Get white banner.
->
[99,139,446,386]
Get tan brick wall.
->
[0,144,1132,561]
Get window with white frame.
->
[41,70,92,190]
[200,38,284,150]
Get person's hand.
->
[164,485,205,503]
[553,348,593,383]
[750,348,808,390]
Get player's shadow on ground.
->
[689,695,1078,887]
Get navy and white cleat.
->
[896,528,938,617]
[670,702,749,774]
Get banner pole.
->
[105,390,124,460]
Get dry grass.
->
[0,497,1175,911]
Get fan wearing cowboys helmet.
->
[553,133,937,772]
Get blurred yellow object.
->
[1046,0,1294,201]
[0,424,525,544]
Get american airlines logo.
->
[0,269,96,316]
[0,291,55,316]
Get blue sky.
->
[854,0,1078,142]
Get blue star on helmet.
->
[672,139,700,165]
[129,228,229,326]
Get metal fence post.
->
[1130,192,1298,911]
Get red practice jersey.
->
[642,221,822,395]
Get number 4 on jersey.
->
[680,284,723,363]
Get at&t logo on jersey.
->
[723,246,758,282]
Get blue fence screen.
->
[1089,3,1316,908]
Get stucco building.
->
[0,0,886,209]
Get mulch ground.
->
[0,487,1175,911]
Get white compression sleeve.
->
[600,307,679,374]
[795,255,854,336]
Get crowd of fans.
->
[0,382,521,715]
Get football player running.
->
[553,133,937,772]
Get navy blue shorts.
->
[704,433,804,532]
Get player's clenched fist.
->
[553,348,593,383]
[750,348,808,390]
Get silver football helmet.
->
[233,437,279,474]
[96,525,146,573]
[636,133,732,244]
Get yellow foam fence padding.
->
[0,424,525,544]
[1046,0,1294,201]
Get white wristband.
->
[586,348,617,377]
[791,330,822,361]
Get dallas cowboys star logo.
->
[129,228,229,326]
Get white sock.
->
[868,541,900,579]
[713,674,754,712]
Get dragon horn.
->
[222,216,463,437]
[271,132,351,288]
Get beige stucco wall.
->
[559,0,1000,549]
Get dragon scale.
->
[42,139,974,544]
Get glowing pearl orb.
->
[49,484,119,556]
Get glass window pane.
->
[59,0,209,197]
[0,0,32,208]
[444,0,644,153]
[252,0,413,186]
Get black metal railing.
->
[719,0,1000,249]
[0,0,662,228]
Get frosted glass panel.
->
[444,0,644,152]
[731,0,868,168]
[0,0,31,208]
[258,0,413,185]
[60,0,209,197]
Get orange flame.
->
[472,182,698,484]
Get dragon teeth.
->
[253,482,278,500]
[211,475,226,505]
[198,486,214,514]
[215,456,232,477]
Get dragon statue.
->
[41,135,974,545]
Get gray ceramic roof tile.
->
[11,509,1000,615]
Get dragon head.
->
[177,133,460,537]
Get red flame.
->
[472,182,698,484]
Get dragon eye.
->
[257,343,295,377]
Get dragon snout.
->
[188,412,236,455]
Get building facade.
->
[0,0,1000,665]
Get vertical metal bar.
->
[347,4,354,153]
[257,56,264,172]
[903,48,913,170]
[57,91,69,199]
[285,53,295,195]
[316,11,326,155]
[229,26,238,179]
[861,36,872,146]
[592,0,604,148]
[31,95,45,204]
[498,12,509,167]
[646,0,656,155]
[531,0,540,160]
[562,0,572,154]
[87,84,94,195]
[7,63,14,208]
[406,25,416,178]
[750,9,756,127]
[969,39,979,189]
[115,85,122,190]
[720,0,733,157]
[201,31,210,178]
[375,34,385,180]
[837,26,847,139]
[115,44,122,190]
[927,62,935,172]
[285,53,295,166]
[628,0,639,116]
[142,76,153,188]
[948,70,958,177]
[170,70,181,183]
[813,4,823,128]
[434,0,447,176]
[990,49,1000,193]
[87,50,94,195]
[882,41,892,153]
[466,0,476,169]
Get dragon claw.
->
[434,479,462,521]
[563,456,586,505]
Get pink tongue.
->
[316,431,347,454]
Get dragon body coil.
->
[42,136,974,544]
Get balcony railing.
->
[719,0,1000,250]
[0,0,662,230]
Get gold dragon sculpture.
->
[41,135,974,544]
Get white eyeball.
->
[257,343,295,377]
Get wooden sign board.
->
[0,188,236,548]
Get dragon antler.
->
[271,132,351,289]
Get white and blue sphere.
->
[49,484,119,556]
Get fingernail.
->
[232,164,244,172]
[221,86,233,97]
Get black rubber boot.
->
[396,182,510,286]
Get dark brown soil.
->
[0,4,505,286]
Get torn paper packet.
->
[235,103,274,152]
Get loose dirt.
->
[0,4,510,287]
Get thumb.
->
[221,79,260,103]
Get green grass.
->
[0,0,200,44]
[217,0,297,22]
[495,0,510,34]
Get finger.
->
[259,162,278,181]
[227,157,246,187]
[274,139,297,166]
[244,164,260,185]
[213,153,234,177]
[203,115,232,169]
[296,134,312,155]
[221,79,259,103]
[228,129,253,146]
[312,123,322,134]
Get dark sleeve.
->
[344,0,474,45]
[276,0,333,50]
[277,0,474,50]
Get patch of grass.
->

[What is required] Filter the data above and copy each line that contains the word "building". Case counts.

[Complete response]
Get stucco building.
Get building facade.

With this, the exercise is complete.